_Exercise details_.
Update each of the rows below by substituting "could you outline" for every occurrence of "could you mark", and leave all other text exactly as it stands.

_Records to use_.
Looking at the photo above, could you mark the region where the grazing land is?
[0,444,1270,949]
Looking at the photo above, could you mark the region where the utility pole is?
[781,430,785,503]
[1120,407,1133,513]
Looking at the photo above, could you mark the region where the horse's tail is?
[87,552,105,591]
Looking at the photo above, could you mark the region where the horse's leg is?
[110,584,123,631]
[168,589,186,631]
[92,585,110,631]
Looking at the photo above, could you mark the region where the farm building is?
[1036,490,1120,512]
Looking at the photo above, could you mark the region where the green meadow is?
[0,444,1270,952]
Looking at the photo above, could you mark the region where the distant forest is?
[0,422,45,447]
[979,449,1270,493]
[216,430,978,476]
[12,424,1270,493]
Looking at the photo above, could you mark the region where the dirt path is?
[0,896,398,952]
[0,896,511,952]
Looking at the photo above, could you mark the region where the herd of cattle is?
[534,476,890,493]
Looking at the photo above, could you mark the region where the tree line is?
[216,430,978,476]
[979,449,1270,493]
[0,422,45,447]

_Solution_.
Looking at the photo above, could you outline the region where the grazing land is?
[0,444,1270,949]
Looking at the photo above, could you outline the region where the utility pole is?
[781,430,785,503]
[1120,407,1133,513]
Looking at the photo above, could you outline the region where the horse's tail is?
[87,552,105,591]
Looking at the photo above, could you outline the region where the horse's leg is?
[110,584,123,631]
[168,589,186,631]
[92,585,110,631]
Looking at the photo above, could you outline the region where the farm building is?
[1036,490,1120,512]
Looking at the photo above, could you outline the region where the green meadow is?
[0,444,1270,952]
Looking at the photo above, could you outline the region where the distant forest is?
[0,422,45,447]
[979,449,1270,493]
[216,430,978,476]
[12,424,1270,493]
Looking at the photo above, could you outline the region where the dirt path is?
[0,896,398,952]
[0,896,511,952]
Looking at the photo above, could you outline the region where the herd of cattle is?
[534,476,890,493]
Looking at the photo above, could you outline the region where the tree line is?
[216,430,978,476]
[979,449,1270,493]
[0,422,45,447]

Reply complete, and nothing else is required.